Selected text →
◇ ◇ ◇

The three-week trial pitting Elon Musk against OpenAI CEO Sam Altman ended without a verdict on the merits, after a federal jury in Oakland, California, determined Musk’s lawsuit missed a statutory deadline and dismissed it on Monday. While jurors did not weigh the underlying accusations, the court record built a detailed timeline of how key players in the early AI industry argued about the scale of money and computing resources needed to compete.

Musk had brought the case claiming OpenAI betrayed its charitable mission, including allegations that Altman and OpenAI co-founder Greg Brockman went behind his back and unjustly enriched themselves. In response, OpenAI said Musk supported plans to form a for-profit company and also filed its own 2024 lawsuit seeking to undercut the ChatGPT maker’s success as he built his AI company, xAI.

During testimony, executives and company figures described how deeply the cost of scaling AI shaped their internal decisions long before today’s AI stock-market boom. The trial record included an email Musk sent in 2018 to Altman and other OpenAI co-founders, in which Musk said, “Even raising several hundred million won’t be enough,” and added, “This needs billions per year immediately or forget it.” The email was presented as reflecting Musk’s assessment of what it would take to keep pace in the race against well-funded rivals.

OpenAI, which began in 2015 as a nonprofit focused on developing AI for the common good, is now described in the trial coverage as a capitalistic enterprise valued at $852 billion. As San Francisco-based OpenAI and other AI companies moved toward large Wall Street debuts, the trial raised questions about whether the direction of AI development can be steered by anything other than commercial interests.

Karan Girotra, a professor of operations, technology, and innovation at Cornell Tech, testified that the early uncertainty around AI made investment risky, but that now, “investment in AI is no longer speculative.” He told jurors that the shift reflected how the field has moved beyond uncertain bets. “Now it’s traditional investment in something we know works,” Girotra said, adding, “People want your car, you need to build the factory ahead of demand.”

◇ ◇ ◇

Supplied material →
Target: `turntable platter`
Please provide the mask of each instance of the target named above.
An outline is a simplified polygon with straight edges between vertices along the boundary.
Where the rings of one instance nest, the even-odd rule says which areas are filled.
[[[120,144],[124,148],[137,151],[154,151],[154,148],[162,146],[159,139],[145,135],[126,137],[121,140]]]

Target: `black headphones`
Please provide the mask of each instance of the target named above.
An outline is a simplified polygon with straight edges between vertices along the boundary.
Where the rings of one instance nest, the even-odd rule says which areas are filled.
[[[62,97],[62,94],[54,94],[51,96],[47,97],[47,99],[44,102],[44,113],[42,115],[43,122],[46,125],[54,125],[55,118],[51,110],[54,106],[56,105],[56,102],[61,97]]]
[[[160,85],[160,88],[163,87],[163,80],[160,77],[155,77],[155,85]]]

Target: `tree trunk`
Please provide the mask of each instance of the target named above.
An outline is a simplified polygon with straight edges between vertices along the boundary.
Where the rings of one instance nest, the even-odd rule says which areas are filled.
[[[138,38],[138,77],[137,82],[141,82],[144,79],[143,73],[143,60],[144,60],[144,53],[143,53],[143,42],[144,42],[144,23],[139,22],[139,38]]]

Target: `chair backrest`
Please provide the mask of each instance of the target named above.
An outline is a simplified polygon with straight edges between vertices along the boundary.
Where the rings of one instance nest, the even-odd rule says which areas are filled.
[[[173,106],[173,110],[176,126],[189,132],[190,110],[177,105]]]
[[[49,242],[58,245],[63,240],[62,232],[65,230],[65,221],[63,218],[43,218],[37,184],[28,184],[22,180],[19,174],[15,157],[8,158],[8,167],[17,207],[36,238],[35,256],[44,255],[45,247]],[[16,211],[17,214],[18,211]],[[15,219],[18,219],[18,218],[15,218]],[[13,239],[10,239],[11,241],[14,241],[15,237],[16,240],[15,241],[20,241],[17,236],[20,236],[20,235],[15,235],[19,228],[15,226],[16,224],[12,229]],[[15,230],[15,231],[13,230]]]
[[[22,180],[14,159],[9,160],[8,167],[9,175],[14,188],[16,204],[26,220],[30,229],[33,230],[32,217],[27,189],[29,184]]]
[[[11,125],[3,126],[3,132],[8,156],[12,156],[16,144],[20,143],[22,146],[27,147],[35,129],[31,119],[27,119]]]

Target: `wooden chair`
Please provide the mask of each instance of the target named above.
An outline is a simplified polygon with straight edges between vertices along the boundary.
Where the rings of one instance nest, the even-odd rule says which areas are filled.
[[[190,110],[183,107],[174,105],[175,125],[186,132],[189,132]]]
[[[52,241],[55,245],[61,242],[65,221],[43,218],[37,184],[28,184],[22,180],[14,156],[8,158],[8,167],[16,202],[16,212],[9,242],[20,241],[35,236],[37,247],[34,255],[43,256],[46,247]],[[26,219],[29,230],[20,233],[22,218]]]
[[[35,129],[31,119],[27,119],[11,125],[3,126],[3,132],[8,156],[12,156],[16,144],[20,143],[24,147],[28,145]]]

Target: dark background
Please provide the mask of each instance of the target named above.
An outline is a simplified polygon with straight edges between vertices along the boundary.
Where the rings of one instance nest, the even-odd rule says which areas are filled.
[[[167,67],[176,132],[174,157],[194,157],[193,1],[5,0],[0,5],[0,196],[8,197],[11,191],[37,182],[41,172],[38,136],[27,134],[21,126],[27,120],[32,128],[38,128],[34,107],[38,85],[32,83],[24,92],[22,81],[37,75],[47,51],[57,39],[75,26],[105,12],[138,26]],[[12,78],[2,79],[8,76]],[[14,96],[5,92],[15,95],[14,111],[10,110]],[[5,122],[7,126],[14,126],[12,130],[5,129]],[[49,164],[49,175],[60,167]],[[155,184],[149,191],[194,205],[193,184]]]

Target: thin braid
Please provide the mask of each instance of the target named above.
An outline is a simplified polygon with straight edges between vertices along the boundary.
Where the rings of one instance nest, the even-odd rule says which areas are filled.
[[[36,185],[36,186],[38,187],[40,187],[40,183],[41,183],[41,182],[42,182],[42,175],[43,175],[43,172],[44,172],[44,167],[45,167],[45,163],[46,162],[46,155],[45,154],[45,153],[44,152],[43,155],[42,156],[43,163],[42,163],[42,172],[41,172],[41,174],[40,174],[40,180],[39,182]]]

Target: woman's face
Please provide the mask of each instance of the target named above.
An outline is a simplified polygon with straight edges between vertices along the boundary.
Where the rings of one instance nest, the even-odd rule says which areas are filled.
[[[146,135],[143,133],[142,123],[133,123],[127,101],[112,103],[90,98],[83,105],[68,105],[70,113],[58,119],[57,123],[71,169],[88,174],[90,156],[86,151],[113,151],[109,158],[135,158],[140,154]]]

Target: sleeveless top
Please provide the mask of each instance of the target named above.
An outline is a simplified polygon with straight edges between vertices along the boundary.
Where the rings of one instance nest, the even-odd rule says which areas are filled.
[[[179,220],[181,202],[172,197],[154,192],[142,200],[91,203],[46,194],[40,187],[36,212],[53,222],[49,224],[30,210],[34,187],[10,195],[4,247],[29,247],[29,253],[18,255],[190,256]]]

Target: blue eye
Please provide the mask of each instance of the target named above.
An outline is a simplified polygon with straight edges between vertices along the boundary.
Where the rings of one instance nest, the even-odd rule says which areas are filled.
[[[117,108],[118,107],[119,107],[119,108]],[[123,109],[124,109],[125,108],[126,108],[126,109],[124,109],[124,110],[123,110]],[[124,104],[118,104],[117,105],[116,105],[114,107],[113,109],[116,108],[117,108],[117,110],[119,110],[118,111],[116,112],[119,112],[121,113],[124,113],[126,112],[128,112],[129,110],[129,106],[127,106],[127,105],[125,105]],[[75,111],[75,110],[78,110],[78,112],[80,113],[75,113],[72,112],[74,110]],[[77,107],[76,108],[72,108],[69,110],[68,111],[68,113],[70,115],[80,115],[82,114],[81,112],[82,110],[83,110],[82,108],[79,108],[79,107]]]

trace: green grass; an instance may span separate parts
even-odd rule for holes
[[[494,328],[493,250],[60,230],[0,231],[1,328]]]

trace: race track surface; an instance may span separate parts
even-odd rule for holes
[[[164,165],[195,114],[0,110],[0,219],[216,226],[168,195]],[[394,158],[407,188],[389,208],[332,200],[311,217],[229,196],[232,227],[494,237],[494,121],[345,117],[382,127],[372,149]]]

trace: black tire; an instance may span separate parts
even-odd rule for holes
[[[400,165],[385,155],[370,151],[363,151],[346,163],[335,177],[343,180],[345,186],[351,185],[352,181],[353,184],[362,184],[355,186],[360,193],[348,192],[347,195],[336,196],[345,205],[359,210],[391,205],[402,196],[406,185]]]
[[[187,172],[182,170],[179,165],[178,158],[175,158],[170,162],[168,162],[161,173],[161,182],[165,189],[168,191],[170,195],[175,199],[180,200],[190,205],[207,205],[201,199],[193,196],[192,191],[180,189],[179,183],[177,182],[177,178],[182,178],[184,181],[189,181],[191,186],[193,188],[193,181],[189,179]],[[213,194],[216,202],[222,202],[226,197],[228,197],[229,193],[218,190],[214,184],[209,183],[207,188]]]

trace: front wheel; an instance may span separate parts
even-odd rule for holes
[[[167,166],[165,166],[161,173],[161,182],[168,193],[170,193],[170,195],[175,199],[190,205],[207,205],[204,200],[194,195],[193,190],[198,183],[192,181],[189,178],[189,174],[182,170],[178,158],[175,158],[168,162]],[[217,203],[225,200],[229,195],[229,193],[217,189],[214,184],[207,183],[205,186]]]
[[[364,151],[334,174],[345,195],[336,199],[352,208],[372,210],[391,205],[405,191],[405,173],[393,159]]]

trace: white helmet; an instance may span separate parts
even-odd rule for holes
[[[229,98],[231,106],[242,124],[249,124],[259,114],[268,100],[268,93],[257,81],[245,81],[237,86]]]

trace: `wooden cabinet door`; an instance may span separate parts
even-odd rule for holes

◇ ◇ ◇

Exercise description → In the article about the Musk–OpenAI trial, why did the jury dismiss Musk's lawsuit? The records are separate material and have no connection to the article about the Musk–OpenAI trial.

Solution → The jury found that the lawsuit missed a statutory deadline.